Referring expression pointing data
···
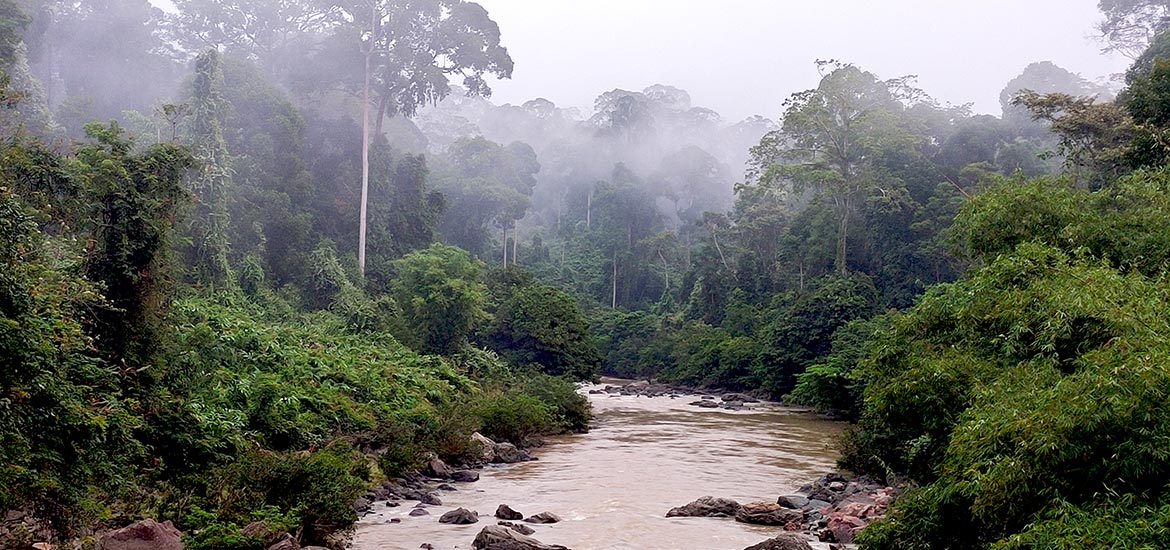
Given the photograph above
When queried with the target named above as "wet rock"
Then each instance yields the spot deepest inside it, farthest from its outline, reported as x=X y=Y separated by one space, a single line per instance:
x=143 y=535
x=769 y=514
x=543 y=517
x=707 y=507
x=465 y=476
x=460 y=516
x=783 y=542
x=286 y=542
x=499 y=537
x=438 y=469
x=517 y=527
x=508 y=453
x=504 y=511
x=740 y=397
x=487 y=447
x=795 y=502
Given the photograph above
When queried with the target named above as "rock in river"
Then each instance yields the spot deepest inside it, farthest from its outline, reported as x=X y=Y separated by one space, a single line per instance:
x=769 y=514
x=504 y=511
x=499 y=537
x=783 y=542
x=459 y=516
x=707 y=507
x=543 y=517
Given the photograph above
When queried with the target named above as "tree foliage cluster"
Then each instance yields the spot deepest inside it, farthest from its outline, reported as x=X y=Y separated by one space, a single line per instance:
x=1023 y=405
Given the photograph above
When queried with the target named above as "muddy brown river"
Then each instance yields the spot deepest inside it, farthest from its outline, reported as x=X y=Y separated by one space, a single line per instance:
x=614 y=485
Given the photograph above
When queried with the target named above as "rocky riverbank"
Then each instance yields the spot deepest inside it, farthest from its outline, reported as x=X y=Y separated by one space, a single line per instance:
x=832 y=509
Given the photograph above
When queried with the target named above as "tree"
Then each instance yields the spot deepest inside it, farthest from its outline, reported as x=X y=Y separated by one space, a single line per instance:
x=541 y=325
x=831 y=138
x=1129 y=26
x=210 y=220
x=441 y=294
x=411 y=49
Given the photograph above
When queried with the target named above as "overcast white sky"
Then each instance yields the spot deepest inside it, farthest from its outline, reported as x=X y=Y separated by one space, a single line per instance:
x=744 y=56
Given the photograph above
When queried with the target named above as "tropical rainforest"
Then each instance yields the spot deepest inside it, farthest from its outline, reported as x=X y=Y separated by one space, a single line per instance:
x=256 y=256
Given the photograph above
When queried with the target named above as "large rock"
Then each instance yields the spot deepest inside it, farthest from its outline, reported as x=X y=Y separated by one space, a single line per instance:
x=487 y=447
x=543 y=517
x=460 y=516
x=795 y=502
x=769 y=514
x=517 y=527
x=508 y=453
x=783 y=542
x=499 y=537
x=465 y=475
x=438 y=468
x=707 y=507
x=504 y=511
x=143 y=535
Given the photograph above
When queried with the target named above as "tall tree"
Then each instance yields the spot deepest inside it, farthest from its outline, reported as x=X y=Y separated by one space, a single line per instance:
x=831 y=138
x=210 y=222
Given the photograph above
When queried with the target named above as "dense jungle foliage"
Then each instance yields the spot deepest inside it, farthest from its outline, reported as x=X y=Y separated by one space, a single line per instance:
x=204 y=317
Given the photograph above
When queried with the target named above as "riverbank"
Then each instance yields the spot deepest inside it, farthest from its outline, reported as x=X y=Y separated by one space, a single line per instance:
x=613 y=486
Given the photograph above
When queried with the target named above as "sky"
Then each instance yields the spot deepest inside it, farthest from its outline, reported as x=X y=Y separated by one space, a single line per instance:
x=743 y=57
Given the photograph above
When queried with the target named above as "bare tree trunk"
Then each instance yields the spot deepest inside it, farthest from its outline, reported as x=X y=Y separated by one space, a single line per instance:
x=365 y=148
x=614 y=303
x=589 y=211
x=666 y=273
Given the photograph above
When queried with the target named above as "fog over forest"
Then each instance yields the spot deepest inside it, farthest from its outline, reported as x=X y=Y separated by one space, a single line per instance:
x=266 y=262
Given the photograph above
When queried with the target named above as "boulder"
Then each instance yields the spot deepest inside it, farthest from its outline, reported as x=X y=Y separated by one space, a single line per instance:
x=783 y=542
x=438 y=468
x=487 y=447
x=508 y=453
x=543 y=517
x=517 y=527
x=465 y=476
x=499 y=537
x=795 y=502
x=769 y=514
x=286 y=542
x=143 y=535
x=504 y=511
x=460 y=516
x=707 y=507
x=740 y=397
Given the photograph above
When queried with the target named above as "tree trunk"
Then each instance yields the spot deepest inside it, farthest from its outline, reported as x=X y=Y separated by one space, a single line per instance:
···
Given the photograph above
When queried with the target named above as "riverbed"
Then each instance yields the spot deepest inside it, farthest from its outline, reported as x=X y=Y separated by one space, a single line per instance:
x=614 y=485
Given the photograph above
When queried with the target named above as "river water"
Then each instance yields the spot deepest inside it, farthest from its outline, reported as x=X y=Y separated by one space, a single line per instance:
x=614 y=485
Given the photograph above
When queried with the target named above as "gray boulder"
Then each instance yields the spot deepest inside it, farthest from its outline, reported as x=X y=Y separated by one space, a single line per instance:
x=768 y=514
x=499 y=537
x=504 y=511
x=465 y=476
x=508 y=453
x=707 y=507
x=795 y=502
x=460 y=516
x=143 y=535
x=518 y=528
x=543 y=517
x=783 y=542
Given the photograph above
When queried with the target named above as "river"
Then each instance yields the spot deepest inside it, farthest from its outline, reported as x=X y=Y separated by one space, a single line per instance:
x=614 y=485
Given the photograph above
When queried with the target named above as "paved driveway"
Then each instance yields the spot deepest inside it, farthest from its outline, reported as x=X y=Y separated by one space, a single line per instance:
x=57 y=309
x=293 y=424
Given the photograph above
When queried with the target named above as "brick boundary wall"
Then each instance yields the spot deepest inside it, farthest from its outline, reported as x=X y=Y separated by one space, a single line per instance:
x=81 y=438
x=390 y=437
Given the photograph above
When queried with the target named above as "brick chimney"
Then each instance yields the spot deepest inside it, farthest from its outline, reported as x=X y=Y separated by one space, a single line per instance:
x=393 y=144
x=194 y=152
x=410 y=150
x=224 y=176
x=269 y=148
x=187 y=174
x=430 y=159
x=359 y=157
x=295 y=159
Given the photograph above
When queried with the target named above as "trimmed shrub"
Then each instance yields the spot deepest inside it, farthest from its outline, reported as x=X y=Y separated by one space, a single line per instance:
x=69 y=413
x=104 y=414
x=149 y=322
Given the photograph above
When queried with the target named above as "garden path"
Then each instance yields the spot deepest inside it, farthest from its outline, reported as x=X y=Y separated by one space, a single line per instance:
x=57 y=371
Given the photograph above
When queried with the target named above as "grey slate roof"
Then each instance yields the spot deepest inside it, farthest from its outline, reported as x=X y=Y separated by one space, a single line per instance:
···
### [Assignment]
From the records above, pull out each line that has "riverbank".

### [Expected answer]
When queried with the target named above as "rocky riverbank"
When queried with the target named above as "riverbank"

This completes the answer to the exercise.